# [Materials provided]
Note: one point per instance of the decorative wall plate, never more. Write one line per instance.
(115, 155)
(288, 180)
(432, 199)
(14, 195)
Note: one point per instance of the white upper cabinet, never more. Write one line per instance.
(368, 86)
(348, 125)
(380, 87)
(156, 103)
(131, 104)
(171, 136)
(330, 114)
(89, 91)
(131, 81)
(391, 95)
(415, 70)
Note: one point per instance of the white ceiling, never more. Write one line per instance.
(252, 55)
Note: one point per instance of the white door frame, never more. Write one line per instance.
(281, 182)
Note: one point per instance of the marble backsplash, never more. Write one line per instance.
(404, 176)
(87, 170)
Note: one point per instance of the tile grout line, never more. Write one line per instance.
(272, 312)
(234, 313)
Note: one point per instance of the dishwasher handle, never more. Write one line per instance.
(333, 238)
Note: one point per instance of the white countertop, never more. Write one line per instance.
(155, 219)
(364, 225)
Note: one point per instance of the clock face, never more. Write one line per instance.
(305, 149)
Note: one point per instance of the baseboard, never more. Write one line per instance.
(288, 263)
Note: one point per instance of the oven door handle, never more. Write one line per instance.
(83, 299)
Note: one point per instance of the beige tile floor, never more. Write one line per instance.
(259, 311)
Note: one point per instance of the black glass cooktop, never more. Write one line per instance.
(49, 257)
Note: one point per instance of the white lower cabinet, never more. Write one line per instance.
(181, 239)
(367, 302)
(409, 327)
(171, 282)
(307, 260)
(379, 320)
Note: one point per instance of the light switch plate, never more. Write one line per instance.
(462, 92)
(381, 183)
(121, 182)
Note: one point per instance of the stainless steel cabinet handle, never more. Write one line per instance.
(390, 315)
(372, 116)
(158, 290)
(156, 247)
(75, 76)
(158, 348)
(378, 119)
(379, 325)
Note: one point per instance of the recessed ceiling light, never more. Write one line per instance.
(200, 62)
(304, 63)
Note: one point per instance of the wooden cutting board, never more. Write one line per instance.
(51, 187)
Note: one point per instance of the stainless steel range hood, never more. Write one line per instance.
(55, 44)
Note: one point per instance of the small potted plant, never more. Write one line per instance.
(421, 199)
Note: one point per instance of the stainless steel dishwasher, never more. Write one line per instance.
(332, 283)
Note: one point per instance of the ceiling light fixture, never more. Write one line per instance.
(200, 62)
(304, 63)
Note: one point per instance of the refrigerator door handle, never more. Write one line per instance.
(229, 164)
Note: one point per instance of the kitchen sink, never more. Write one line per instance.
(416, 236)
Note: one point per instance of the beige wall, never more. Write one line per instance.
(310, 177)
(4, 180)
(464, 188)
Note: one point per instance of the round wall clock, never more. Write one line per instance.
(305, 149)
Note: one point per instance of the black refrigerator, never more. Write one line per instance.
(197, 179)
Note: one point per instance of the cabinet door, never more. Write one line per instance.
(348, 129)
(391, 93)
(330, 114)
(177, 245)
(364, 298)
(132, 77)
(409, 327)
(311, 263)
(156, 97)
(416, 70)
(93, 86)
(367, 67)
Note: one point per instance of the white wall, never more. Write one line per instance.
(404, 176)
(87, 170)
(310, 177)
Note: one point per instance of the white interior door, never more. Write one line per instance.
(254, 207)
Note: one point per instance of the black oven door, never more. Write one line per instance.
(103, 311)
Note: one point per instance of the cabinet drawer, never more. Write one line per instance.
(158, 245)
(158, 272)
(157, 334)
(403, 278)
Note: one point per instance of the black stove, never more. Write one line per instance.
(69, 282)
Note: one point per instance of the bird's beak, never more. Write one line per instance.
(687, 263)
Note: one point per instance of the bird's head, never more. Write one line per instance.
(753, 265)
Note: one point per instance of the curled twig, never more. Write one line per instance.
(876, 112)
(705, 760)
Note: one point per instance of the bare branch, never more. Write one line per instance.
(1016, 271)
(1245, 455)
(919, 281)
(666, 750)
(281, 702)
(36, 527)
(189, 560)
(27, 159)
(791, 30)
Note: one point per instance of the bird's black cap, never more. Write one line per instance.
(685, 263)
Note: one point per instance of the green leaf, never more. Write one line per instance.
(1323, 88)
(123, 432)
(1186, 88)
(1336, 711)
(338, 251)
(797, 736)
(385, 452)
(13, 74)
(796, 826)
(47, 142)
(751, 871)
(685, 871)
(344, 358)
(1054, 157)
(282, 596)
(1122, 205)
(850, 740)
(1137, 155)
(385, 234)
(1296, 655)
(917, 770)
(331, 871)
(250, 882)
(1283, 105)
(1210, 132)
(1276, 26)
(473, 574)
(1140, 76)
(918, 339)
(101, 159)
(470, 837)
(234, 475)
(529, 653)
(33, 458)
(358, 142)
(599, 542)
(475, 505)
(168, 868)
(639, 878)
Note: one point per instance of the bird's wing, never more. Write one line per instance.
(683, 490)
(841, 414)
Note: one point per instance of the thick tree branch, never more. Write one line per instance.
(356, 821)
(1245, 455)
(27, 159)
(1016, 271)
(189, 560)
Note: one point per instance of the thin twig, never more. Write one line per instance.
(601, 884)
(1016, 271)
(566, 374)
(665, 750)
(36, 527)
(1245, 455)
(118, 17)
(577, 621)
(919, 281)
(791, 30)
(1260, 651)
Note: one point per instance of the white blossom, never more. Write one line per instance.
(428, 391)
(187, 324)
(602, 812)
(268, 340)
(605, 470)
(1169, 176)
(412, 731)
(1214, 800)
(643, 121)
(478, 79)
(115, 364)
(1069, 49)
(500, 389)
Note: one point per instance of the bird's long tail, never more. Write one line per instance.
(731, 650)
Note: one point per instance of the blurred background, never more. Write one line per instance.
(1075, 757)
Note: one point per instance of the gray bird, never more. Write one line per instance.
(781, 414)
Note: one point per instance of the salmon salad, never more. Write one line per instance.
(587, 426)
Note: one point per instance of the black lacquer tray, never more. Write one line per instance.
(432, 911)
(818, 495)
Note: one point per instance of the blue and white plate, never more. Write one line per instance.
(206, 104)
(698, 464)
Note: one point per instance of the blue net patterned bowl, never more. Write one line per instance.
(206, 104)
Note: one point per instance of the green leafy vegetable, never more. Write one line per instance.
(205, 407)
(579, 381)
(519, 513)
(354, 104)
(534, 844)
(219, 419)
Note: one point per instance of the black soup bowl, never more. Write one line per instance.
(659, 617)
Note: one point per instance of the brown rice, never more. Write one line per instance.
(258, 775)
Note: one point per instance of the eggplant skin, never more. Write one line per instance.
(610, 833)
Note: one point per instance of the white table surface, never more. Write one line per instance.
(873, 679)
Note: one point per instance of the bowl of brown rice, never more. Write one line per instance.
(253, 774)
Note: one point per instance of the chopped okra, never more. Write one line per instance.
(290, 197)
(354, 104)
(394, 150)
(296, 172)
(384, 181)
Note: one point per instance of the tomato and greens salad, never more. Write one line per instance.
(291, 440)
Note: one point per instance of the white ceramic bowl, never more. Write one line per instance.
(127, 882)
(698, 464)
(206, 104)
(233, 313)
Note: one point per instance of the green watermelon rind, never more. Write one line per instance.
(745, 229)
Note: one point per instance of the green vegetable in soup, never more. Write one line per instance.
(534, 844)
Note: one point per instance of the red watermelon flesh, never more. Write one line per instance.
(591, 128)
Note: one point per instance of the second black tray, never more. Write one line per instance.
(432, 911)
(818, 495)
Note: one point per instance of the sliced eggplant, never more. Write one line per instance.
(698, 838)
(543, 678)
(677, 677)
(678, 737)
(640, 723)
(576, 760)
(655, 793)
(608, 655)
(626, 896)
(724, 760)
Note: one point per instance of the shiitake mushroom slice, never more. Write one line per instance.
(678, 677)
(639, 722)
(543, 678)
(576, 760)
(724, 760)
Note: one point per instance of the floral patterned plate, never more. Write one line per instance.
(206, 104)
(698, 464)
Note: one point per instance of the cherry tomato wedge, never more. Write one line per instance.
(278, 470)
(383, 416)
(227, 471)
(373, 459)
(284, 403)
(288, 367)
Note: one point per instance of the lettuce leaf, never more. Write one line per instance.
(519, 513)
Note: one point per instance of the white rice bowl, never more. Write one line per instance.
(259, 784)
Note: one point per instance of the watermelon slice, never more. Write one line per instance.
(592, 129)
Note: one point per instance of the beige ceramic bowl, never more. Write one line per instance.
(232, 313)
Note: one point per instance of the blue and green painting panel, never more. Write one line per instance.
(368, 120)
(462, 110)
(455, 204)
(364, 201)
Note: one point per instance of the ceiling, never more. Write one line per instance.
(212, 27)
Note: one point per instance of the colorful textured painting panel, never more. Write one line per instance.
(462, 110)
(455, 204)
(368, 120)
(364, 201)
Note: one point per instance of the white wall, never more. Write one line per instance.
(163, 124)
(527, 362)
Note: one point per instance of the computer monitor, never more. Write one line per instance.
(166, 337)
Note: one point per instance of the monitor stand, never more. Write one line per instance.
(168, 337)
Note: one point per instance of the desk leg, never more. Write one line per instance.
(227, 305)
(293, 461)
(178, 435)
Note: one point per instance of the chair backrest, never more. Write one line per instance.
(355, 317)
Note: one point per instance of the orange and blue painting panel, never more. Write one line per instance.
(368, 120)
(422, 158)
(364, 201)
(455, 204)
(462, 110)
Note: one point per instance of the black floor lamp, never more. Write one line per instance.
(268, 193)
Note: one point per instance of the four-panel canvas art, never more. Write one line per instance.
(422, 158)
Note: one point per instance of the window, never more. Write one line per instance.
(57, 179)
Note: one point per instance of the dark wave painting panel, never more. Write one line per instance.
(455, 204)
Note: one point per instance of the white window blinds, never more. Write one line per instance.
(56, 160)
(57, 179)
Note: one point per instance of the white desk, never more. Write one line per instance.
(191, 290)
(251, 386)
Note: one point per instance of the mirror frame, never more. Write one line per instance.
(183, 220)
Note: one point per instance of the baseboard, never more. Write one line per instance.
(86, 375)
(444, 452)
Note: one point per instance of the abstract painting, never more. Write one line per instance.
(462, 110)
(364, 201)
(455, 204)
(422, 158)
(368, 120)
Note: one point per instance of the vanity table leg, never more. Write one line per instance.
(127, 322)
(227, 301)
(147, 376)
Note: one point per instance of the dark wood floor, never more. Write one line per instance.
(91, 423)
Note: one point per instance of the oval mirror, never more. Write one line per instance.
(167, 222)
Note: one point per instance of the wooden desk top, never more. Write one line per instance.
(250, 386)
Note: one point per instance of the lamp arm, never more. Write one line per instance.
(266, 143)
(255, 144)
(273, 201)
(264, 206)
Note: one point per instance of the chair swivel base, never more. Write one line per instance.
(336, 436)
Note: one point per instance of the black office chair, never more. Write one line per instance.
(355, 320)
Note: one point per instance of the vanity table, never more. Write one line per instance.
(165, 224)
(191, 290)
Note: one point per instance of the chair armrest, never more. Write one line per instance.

# [What the exercise asks]
In the listing, from the line with "Note: one point per instance of the vanity table leg, never" through the end, swap "lamp arm" for "lamp neck" and write out only those lines with nothing else changed.

# [Task answer]
Note: one point per instance of the vanity table leg, never more. Write one line per instance.
(127, 322)
(227, 301)
(147, 376)
Note: one point per instance of the dark wood floor, never more. Write one line per instance.
(91, 423)
Note: one point per instance of the oval mirror, never more. Write one line per instance.
(167, 222)
Note: one point per instance of the wooden desk top, never more. Write one line per instance.
(250, 386)
Note: one point per instance of the lamp neck, never more. Write one line per instance.
(266, 143)
(255, 144)
(273, 201)
(264, 206)
Note: one point per instance of the chair swivel base, never more. Write one line per instance.
(336, 436)
Note: one point per instance of the black office chair, never more. Write one line per instance.
(355, 320)
Note: one point per instance of the vanity table, never more. Write one line per instance.
(165, 224)
(191, 290)
Note: one point per instance of the chair armrest, never more. Write one line per instance.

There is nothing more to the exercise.